→ **Written exercise 1**:
Below, retype the part of the cyberattack text that opens with the words containing "Technical Response and" and closes with "trust security model.".

— Begin Selected excerpt —

Mitigation and Industry Recommendations
The FBI and industry partners recommend immediate review of administrative privileges, enhanced anomaly detection focused on API usage patterns, and strict limitations on third-party application permissions in Salesforce environments. Regular audits of device and application whitelists, coupled with employee training on AI-driven phishing, are considered essential for reducing overall risk. Organizations are urged to deploy dedicated Data Loss Prevention (DLP) controls for cloud platforms and enforce periodic credential rotation for administrative accounts.
Jaguar Land Rover Suffers Production Disruption from Cyberattack
Jaguar Land Rover (JLR), one of the world’s leading automakers, has been forced to extend a multi-week shutdown of its production facilities following a cyberattack that disrupted key operational technologies and supply chain management systems. This incident highlights the growing vulnerability of manufacturing environments to targeted cyberthreats with significant economic and operational consequences.
Attack Details and Initial Exploitation
The attack began with the compromise of a networked supplier management portal, leveraging a previously unknown vulnerability in third-party middleware common to automotive industry software. Malicious actors gained lateral access to JLR’s internal operational technology (OT) infrastructure, quickly escalating privileges and deploying ransomware payloads designed to encrypt file stores and disrupt production line control systems.
Impact on Manufacturing and Supply Chain
As a result of the attack, JLR halted assembly operations at several plants. Integrated supply chain systems—responsible for just-in-time delivery of auto parts and inventory—were rendered inoperable, forcing the company to revert to manual logistics tracking. Delays in supplier communications and parts delivery cascaded downstream, impacting both domestic and international production schedules.
Technical Response and Recovery Efforts
JLR’s cybersecurity team initiated a coordinated incident response, isolating affected segments of the OT network and deploying forensic tools to identify lateral movement by attackers. Recovering encrypted data required restoring from secured backups, during which time external consultants were brought in to harden network segmentation and review third-party application security controls. The company is now assessing advanced intrusion detection systems and migrating critical portions of its OT stack onto a zero trust security model.
Lessons for Industrial Cybersecurity
This incident underscores the importance of continuous monitoring for vulnerabilities in embedded supply chain platforms, rigorous third-party risk management, and regular testing of backup and recovery procedures. Industrial firms are encouraged to conduct penetration testing specific to OT environments, and to segment production networks from business IT as a best practice to limit adversary movement during an incident.

— End Selected excerpt —
— Begin Dataset records —

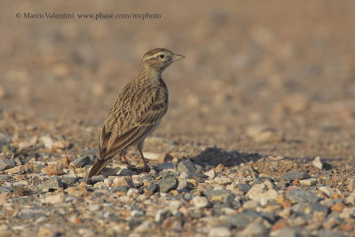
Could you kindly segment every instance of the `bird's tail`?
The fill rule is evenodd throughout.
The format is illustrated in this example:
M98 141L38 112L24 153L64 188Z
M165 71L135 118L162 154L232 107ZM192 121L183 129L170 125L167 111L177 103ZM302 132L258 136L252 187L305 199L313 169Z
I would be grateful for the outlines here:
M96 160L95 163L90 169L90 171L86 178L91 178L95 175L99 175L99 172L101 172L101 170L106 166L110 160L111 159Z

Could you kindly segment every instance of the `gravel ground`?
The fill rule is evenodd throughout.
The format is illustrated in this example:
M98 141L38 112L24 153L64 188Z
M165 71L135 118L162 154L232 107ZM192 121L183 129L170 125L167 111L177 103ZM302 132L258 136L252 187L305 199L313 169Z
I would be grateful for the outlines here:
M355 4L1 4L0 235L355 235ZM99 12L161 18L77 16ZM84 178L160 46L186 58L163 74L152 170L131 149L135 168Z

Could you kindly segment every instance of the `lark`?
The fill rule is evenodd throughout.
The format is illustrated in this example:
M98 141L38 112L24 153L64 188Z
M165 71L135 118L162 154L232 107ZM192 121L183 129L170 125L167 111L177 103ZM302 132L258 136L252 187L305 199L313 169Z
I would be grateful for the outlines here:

— End Dataset records —

→ **Written exercise 2**:
Show every line of the records above that contains the word "instance", matching case exactly.

→ **Final answer 1**:
Technical Response and Recovery Efforts
JLR’s cybersecurity team initiated a coordinated incident response, isolating affected segments of the OT network and deploying forensic tools to identify lateral movement by attackers. Recovering encrypted data required restoring from secured backups, during which time external consultants were brought in to harden network segmentation and review third-party application security controls. The company is now assessing advanced intrusion detection systems and migrating critical portions of its OT stack onto a zero trust security model.

→ **Final answer 2**:
Could you kindly segment every instance of the `bird's tail`?
Could you kindly segment every instance of the `gravel ground`?
Could you kindly segment every instance of the `lark`?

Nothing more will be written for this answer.